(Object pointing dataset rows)
──────────
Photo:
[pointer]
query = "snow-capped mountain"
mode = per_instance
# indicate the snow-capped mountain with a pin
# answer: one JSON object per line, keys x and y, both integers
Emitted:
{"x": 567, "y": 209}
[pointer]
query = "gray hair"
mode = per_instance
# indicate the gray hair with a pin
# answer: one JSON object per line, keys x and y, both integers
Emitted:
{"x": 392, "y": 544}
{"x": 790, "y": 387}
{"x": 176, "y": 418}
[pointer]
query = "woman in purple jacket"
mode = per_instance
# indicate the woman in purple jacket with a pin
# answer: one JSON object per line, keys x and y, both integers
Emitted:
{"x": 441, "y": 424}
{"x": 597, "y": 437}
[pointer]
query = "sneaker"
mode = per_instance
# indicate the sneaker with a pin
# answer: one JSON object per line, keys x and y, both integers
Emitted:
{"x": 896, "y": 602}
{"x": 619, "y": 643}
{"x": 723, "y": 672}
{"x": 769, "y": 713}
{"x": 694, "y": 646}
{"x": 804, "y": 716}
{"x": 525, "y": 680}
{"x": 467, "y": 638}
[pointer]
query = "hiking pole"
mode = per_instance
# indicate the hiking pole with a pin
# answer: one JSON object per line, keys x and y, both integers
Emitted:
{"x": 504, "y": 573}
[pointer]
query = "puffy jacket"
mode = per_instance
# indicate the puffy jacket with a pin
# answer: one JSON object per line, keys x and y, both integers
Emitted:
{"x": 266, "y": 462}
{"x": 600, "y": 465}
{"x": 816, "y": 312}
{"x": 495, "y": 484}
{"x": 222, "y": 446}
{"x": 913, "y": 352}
──────────
Put every line of the listing above into a JSON list of strings, one string per line, and leave out any blank lines.

* [Exercise result]:
[
  "Photo:",
  "[pointer]",
  "query = \"snow-capped mountain\"",
  "mode = per_instance",
  "# indicate the snow-capped mountain with a pin",
  "# answer: one JSON object per line, keys x and y, both integers",
  "Emitted:",
  "{\"x\": 567, \"y\": 209}",
  "[pointer]",
  "query = \"gray hair\"",
  "mode = per_instance",
  "# indicate the gray hair with a pin",
  "# answer: one JSON object per line, keys x and y, both integers",
  "Emitted:",
  "{\"x\": 392, \"y\": 544}",
  "{\"x\": 790, \"y\": 387}",
  "{\"x\": 176, \"y\": 418}",
  "[pointer]",
  "query = \"woman in purple jacket\"",
  "mode = per_instance",
  "# indicate the woman in purple jacket with a pin",
  "# answer: one JSON object per line, keys x and y, both integers",
  "Emitted:",
  "{\"x\": 441, \"y\": 424}",
  "{\"x\": 597, \"y\": 437}",
  "[pointer]",
  "query = \"sneaker\"",
  "mode = per_instance",
  "# indicate the sneaker with a pin",
  "# answer: one JSON object per line, keys x and y, both integers",
  "Emitted:",
  "{\"x\": 896, \"y\": 602}",
  "{\"x\": 619, \"y\": 643}",
  "{\"x\": 723, \"y\": 672}",
  "{\"x\": 769, \"y\": 713}",
  "{\"x\": 694, \"y\": 646}",
  "{\"x\": 804, \"y\": 716}",
  "{\"x\": 525, \"y\": 680}",
  "{\"x\": 467, \"y\": 638}",
  "[pointer]",
  "query = \"hiking pole\"",
  "mode = per_instance",
  "# indicate the hiking pole with a pin",
  "# answer: one JSON object per line, keys x and y, both integers",
  "Emitted:",
  "{\"x\": 504, \"y\": 573}",
  "[pointer]",
  "query = \"puffy jacket\"",
  "mode = per_instance",
  "# indicate the puffy jacket with a pin",
  "# answer: one JSON object per line, keys x and y, both integers",
  "Emitted:",
  "{\"x\": 266, \"y\": 462}",
  "{\"x\": 600, \"y\": 465}",
  "{\"x\": 816, \"y\": 312}",
  "{\"x\": 495, \"y\": 484}",
  "{\"x\": 222, \"y\": 446}",
  "{\"x\": 913, \"y\": 352}"
]